— WHAT TO DO —
Write the data out again in full, with no departure from the original.

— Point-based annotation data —
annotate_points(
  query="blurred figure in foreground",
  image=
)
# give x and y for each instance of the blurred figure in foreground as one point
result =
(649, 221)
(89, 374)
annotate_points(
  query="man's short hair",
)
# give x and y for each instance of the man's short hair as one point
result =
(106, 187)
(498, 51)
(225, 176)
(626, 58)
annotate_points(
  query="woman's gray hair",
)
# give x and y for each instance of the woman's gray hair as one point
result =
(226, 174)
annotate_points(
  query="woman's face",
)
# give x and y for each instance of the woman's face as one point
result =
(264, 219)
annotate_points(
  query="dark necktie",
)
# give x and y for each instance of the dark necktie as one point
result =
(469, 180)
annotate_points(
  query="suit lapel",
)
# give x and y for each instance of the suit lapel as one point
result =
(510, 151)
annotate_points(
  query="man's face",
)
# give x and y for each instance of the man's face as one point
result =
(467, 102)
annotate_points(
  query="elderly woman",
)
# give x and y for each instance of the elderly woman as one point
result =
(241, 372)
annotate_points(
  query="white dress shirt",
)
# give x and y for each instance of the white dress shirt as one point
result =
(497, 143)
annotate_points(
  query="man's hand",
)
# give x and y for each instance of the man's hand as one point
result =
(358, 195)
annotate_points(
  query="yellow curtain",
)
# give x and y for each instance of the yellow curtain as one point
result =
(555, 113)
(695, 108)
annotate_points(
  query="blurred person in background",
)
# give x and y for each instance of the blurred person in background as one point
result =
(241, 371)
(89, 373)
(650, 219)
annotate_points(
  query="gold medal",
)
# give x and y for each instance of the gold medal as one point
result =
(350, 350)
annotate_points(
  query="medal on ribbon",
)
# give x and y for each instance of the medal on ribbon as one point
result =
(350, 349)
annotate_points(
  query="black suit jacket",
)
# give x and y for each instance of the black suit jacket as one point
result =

— WORKED ANSWER —
annotate_points(
  query="blurred figure in foreground",
  image=
)
# give x and y for each instance of the blurred figure in foreground as one point
result =
(649, 221)
(89, 374)
annotate_points(
  query="man's short hair",
)
# give x and y for each instance of the man's short hair as one point
result =
(106, 187)
(498, 51)
(225, 176)
(626, 58)
annotate_points(
  query="woman's gray hair",
)
# give x and y for each instance of the woman's gray hair as one point
result =
(226, 174)
annotate_points(
  query="woman's face",
)
# give x and y for each instance of the woman's face as one point
result =
(264, 219)
annotate_points(
  query="dark necktie",
)
# give x and y for each instance of the dark necktie as one point
result =
(469, 180)
annotate_points(
  query="suit lapel",
)
# give x and y for each instance of the suit lapel as one point
result =
(510, 151)
annotate_points(
  query="man's face",
)
# give x and y for each instance of the man's face as one point
result =
(467, 102)
annotate_points(
  query="elderly woman",
)
# give x and y for each instance of the elderly woman as one point
result =
(241, 372)
annotate_points(
  query="white dress shirt",
)
# give x and y for each instance of the white dress shirt as one point
result =
(497, 143)
annotate_points(
  query="man's hand",
)
# give x and y for each instance of the man's hand as one point
result =
(358, 195)
annotate_points(
  query="yellow curtain",
)
# give x and y for each instance of the yellow curtain as one point
result =
(555, 113)
(695, 108)
annotate_points(
  query="blurred person in background",
)
# give x and y for each instance of the blurred person in background as one point
result =
(241, 371)
(89, 373)
(650, 219)
annotate_points(
  query="gold medal",
)
# give x and y for each instance of the gold medal as one point
result =
(350, 350)
annotate_points(
  query="medal on ribbon",
)
# give x and y for each instance of the medal on ribbon as one point
result =
(350, 349)
annotate_points(
  query="black suit jacket",
)
# give x and y for each instance of the black suit jacket as one point
result =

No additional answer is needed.